▶ Direction: Reproduce only the lines from the line containing "In the photograph above, where can the stack" to the end of the entries below, including both of those lines.
::: Provided material
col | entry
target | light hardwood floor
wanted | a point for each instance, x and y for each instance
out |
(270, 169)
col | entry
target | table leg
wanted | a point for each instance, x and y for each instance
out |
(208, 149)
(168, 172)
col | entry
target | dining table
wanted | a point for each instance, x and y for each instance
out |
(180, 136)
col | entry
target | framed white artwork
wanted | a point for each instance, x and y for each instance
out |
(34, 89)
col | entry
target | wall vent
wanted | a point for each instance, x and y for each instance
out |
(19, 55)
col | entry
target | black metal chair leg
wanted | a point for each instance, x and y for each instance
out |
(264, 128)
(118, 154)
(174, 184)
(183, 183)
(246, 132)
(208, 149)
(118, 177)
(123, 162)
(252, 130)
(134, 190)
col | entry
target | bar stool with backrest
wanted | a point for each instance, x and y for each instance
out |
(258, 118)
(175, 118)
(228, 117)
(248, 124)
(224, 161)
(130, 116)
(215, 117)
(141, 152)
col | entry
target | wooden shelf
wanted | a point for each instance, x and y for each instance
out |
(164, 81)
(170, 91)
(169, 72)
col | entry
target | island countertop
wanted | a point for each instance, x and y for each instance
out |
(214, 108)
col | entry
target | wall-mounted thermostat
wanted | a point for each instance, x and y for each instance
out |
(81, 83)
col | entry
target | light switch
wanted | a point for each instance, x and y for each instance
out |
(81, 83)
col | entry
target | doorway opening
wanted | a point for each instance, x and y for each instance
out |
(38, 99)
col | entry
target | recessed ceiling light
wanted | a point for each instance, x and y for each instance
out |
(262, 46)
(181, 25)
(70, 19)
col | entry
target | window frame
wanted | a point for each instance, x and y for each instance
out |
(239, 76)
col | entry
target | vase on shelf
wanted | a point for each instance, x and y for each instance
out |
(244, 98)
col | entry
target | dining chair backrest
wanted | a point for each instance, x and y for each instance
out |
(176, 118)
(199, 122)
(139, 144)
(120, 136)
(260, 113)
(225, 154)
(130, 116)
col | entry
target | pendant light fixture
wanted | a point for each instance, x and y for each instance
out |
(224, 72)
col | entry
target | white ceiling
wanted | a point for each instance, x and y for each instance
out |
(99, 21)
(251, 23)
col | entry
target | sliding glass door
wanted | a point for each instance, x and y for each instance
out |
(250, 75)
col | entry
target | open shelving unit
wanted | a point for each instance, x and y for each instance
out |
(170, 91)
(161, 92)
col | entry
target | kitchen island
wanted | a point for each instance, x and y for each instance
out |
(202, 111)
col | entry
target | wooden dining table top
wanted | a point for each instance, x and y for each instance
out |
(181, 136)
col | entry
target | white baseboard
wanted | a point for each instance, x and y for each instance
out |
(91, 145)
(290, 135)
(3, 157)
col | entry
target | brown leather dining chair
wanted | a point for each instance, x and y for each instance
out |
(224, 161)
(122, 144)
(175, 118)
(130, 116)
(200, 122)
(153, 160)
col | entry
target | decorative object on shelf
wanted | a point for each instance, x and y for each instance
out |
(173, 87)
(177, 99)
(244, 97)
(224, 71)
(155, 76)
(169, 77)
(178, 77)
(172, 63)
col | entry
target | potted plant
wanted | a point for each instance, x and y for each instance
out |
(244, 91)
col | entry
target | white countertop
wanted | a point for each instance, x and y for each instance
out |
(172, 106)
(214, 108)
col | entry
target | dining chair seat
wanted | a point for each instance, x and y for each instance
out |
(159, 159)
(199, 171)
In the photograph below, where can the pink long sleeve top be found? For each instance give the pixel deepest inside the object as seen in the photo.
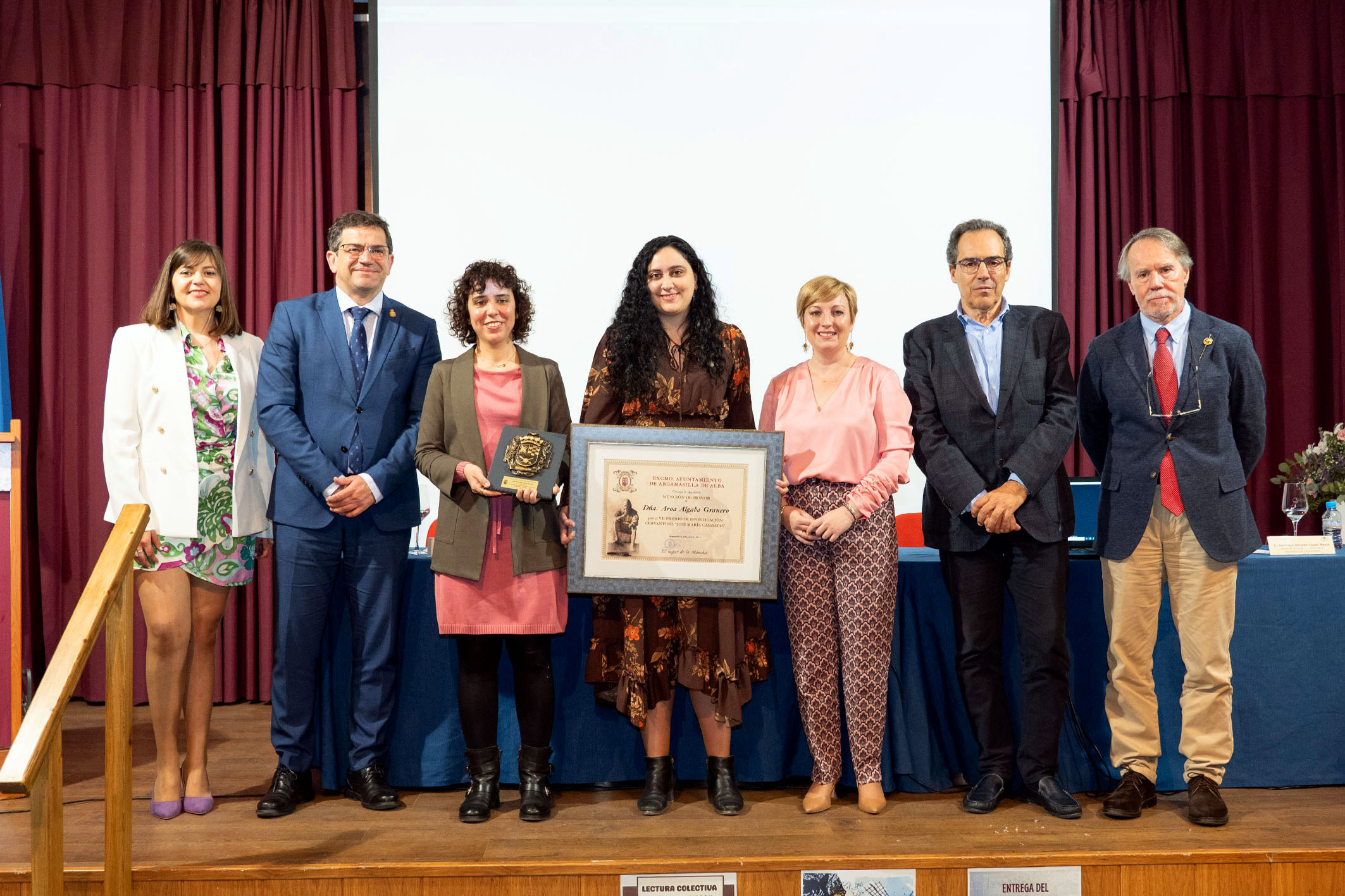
(861, 436)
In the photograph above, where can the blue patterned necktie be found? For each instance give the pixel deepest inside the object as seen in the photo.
(359, 364)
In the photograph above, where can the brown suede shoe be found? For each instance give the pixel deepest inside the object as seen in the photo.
(1133, 794)
(1204, 805)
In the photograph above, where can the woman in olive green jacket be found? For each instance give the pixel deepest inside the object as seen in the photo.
(499, 559)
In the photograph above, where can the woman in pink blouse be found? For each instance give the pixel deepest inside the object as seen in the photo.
(499, 559)
(846, 425)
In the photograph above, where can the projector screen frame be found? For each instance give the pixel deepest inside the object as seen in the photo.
(1056, 42)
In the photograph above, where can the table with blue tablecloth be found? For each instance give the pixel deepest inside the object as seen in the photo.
(1289, 707)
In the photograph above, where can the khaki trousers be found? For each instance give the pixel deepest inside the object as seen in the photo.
(1203, 596)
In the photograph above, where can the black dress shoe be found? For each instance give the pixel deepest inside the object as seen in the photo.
(535, 782)
(288, 789)
(483, 768)
(1133, 794)
(985, 795)
(721, 786)
(370, 787)
(658, 786)
(1048, 794)
(1204, 805)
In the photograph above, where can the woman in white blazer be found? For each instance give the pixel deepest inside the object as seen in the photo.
(180, 434)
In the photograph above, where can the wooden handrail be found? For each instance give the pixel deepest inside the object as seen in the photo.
(34, 764)
(68, 663)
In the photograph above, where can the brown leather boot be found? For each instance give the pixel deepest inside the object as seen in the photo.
(1133, 794)
(1204, 805)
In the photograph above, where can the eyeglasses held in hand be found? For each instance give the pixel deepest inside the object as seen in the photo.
(356, 250)
(1150, 394)
(995, 264)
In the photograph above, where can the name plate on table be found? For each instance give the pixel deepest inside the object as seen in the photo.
(676, 512)
(1284, 546)
(717, 884)
(526, 460)
(1058, 881)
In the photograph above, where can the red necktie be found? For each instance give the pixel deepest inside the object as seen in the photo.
(1165, 379)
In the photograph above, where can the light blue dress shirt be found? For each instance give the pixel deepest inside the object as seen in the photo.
(346, 303)
(1177, 341)
(986, 346)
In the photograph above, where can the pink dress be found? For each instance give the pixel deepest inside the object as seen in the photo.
(500, 602)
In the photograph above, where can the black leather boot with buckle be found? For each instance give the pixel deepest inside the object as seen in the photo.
(483, 768)
(721, 786)
(535, 782)
(658, 786)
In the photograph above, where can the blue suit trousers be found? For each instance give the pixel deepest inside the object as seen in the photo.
(308, 565)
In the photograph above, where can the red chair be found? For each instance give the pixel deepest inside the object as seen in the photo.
(910, 534)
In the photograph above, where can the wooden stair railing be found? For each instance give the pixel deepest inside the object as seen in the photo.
(33, 766)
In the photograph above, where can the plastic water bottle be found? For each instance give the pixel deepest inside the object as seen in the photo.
(1332, 524)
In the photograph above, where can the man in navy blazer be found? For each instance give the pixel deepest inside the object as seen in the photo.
(339, 393)
(1172, 410)
(993, 412)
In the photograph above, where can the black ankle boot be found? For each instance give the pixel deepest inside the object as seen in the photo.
(535, 782)
(483, 766)
(721, 787)
(658, 786)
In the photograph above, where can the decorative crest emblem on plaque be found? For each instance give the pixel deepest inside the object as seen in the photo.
(528, 455)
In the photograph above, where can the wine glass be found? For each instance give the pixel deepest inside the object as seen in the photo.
(1294, 503)
(421, 551)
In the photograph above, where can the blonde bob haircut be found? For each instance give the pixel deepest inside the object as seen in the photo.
(821, 289)
(161, 310)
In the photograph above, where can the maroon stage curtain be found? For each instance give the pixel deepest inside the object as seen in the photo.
(1223, 120)
(127, 126)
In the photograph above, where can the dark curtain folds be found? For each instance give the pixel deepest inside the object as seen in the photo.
(1225, 123)
(125, 128)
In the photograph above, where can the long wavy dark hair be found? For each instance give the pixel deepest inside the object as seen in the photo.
(638, 336)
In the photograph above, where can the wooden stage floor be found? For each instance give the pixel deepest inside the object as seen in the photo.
(1286, 843)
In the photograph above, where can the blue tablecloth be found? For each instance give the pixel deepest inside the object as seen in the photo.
(1289, 707)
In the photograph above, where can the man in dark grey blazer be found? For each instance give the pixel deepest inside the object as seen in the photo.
(993, 410)
(1172, 410)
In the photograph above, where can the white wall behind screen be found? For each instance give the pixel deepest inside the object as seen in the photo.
(783, 140)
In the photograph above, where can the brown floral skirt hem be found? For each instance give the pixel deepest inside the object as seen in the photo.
(645, 646)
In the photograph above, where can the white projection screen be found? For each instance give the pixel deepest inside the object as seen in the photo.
(782, 138)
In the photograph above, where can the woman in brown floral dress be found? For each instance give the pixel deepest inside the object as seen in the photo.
(669, 360)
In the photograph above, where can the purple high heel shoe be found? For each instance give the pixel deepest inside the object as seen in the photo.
(195, 805)
(166, 809)
(198, 805)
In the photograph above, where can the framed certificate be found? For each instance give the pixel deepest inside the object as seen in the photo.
(678, 512)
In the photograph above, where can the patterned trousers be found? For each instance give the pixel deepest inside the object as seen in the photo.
(838, 602)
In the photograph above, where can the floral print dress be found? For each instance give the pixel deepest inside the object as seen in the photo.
(214, 555)
(643, 646)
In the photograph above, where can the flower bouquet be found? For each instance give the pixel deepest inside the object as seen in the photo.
(1320, 468)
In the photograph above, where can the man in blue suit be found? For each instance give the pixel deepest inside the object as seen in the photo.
(339, 395)
(1172, 410)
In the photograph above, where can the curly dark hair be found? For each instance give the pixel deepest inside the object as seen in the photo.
(638, 336)
(474, 281)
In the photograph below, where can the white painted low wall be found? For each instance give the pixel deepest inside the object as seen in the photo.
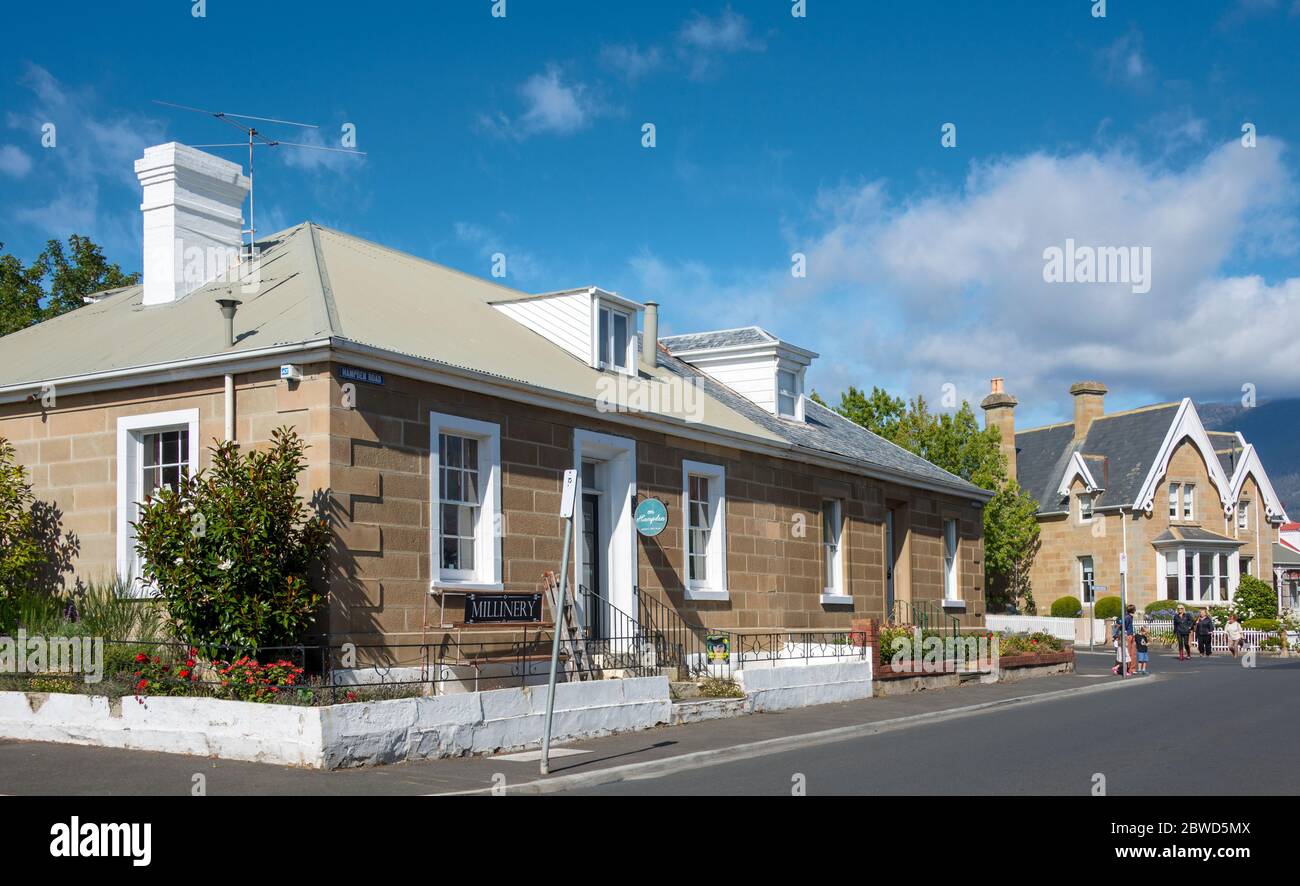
(233, 730)
(341, 734)
(793, 685)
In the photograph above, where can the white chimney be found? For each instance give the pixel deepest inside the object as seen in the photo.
(193, 208)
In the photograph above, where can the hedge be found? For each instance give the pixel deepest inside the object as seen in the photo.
(1106, 607)
(1066, 607)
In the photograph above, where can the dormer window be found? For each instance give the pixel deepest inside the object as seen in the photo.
(614, 338)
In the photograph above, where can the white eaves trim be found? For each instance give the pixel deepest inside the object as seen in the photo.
(1186, 425)
(1248, 465)
(1078, 468)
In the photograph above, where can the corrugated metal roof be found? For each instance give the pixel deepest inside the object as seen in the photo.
(321, 283)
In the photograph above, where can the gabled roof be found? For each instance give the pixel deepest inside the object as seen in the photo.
(1194, 534)
(323, 287)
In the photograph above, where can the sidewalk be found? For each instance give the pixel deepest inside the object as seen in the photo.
(42, 768)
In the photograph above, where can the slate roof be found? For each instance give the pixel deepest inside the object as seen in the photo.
(1282, 555)
(826, 430)
(1194, 534)
(1118, 450)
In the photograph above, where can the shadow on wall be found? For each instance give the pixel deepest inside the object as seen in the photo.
(57, 548)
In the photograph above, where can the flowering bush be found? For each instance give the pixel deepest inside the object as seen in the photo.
(1028, 643)
(154, 676)
(248, 680)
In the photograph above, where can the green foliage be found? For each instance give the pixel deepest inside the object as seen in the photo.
(719, 687)
(1028, 643)
(1066, 607)
(1255, 599)
(55, 282)
(1106, 607)
(230, 552)
(20, 552)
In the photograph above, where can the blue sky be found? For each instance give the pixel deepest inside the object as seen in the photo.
(775, 135)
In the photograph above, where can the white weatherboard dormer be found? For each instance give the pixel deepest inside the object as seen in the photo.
(753, 363)
(597, 326)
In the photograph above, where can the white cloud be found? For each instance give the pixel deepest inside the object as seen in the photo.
(95, 150)
(629, 61)
(948, 287)
(1123, 61)
(703, 40)
(551, 105)
(14, 161)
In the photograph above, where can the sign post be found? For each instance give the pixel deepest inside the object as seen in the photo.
(567, 502)
(1123, 615)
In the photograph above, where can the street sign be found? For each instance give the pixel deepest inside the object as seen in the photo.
(568, 494)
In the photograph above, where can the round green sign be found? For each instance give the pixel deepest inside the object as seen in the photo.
(650, 517)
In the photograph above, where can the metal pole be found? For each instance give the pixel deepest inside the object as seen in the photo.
(1123, 622)
(567, 508)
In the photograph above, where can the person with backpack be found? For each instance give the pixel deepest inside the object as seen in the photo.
(1204, 632)
(1183, 630)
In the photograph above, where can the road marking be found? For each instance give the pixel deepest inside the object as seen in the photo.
(736, 752)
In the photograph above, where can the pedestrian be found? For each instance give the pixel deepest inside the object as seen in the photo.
(1143, 641)
(1204, 632)
(1183, 630)
(1234, 635)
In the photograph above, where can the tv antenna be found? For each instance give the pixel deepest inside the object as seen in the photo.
(256, 139)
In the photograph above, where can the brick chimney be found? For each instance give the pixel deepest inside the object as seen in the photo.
(1000, 413)
(1090, 402)
(193, 208)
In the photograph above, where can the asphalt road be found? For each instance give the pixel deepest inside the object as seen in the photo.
(1207, 726)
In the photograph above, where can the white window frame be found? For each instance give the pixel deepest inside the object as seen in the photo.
(833, 591)
(715, 587)
(952, 565)
(1086, 516)
(796, 392)
(629, 367)
(488, 573)
(130, 441)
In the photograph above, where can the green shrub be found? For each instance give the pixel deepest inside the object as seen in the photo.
(1255, 599)
(20, 552)
(1066, 607)
(1106, 607)
(230, 552)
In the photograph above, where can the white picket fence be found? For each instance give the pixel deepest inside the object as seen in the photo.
(1061, 628)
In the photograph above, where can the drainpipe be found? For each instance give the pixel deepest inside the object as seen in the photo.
(228, 313)
(230, 407)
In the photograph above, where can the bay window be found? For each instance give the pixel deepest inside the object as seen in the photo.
(703, 498)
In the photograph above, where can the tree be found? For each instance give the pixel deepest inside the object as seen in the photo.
(960, 446)
(55, 282)
(232, 552)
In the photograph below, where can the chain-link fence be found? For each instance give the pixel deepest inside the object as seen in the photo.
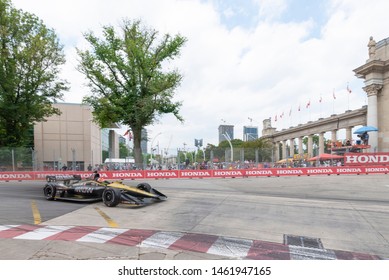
(26, 159)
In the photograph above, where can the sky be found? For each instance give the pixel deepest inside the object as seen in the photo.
(244, 61)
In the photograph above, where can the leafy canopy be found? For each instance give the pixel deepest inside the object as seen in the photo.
(126, 75)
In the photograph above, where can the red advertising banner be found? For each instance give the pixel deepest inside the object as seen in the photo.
(366, 159)
(189, 174)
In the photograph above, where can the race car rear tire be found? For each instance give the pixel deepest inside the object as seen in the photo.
(144, 187)
(49, 191)
(111, 197)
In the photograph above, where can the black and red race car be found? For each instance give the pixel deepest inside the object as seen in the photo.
(73, 188)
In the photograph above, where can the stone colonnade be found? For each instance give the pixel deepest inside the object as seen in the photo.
(287, 153)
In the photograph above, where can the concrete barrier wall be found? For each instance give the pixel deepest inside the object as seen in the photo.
(192, 174)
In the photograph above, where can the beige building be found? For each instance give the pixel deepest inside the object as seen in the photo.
(375, 72)
(72, 139)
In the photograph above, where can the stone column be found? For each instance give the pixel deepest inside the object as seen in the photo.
(291, 147)
(310, 146)
(301, 150)
(333, 136)
(284, 155)
(277, 151)
(349, 134)
(372, 115)
(321, 143)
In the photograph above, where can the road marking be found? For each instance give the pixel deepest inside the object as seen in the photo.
(102, 235)
(108, 219)
(42, 233)
(35, 213)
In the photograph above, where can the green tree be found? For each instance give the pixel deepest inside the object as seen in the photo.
(129, 79)
(30, 57)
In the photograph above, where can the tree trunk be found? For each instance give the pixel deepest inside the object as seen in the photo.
(137, 148)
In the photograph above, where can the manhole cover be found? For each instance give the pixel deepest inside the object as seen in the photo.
(302, 241)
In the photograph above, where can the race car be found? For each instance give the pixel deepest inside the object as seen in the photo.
(73, 188)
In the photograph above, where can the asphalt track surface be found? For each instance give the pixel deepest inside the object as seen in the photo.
(316, 217)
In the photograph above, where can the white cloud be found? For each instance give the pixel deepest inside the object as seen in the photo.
(236, 72)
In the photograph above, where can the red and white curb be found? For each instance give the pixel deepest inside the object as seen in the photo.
(203, 243)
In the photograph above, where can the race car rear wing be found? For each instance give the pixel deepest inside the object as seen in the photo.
(65, 178)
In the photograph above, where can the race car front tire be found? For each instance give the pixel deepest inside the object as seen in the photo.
(111, 197)
(144, 187)
(49, 191)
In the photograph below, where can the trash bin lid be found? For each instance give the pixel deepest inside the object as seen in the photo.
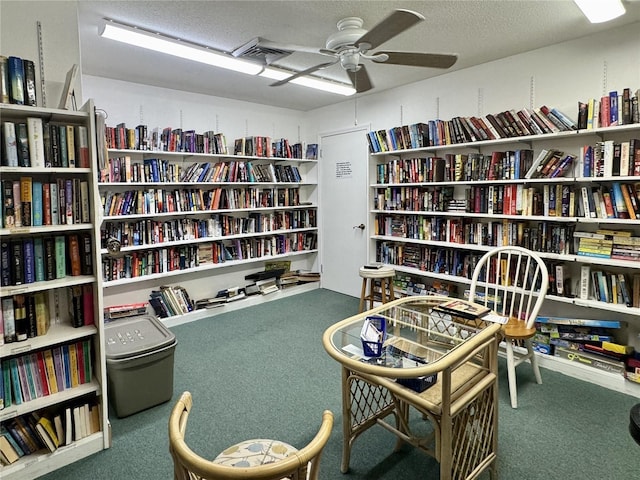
(135, 336)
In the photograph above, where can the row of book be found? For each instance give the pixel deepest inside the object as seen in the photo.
(614, 108)
(47, 430)
(18, 81)
(28, 315)
(550, 163)
(24, 316)
(36, 259)
(127, 310)
(123, 170)
(507, 124)
(616, 244)
(159, 200)
(605, 159)
(618, 200)
(169, 301)
(611, 159)
(267, 147)
(166, 139)
(591, 342)
(45, 372)
(498, 165)
(545, 237)
(405, 284)
(29, 202)
(615, 288)
(426, 199)
(164, 260)
(36, 143)
(151, 232)
(257, 247)
(449, 261)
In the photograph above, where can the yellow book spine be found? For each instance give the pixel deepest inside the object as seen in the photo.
(73, 365)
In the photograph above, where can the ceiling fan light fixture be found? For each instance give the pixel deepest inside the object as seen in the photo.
(317, 83)
(599, 11)
(170, 46)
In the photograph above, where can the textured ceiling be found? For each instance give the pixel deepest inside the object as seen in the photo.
(477, 31)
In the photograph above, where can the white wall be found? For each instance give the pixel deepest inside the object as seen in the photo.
(561, 75)
(136, 104)
(60, 41)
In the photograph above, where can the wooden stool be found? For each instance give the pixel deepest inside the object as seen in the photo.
(370, 275)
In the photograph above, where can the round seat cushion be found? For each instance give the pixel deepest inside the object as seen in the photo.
(252, 453)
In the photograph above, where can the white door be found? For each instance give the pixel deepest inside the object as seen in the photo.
(343, 202)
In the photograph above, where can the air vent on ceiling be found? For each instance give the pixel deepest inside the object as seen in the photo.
(252, 50)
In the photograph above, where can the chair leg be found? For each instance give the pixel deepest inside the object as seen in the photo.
(363, 292)
(511, 371)
(534, 360)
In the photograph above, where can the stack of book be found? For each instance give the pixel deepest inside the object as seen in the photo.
(589, 342)
(48, 430)
(116, 312)
(592, 244)
(170, 301)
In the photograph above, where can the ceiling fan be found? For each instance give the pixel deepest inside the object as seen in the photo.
(351, 44)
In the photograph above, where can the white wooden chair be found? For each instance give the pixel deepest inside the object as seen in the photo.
(513, 281)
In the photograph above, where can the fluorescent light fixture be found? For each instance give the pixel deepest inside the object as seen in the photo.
(176, 47)
(179, 48)
(311, 82)
(598, 11)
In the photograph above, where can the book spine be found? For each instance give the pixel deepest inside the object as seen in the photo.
(35, 135)
(16, 80)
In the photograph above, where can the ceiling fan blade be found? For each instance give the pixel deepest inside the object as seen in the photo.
(432, 60)
(394, 24)
(360, 79)
(303, 73)
(293, 47)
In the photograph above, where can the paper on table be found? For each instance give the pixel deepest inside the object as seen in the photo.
(354, 350)
(370, 333)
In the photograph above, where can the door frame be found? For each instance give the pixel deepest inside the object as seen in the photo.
(364, 128)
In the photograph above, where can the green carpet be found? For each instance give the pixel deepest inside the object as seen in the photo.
(262, 372)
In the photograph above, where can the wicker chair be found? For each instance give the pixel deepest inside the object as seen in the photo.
(276, 460)
(513, 281)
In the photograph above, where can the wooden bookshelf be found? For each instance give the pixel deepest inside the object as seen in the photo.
(417, 229)
(61, 333)
(221, 214)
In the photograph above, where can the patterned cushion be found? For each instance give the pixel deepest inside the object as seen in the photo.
(252, 453)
::::::
▶ Task result:
In the photograph above, where can the stack of book be found? For each instance give the pixel deepest inside the object as seen in the photo.
(589, 342)
(48, 430)
(116, 312)
(592, 244)
(170, 301)
In the photograph above, where can the ceiling fan be found? For each instance give the pixel deepest inside the object as seen in the photo.
(351, 44)
In the photograph above, where can the white wooden chair be found? For each instance give the pixel deepest inside the object as seen in the photo.
(513, 281)
In the photograph above, where can the fluorescent light fixture be found? For each instance give the pixel deepest inside the object as seen in the photo.
(176, 47)
(179, 48)
(311, 82)
(598, 11)
In the photograph above, where can the book spine be found? For each instance give the pixel deepest inside the object as seen in the photo.
(35, 135)
(16, 80)
In the photograph above, where can the ceiling fan blade be found? For each instance give the pixel deepest inside the object as seen in the photo.
(432, 60)
(394, 24)
(360, 79)
(303, 73)
(293, 47)
In the photograph above, where can the paper on table be found? For each instance give the pixel deepest inside the object as seen in the photo.
(354, 350)
(370, 333)
In the photograph above, where can the door frame be found? For each instance give the pixel deepest inside the object as seen in the photo.
(364, 128)
In the photograph above, where can the green carpet be found? For each instance give the pixel deepest inside the object as seen in the photo.
(262, 372)
In the photograph above, where can the wicker chair be found? For each instance give the pixel deepest inside the object as seen in the photo.
(276, 460)
(513, 281)
In the photograph above, where can the wooden bookshelf be found? For each instance give the pixel deepest inside the object as seen in the photo.
(417, 229)
(61, 333)
(221, 214)
In the photograph above, where can the patterned cushion be found? For each instance give the pixel deepest inside the object as seen in the photo.
(252, 453)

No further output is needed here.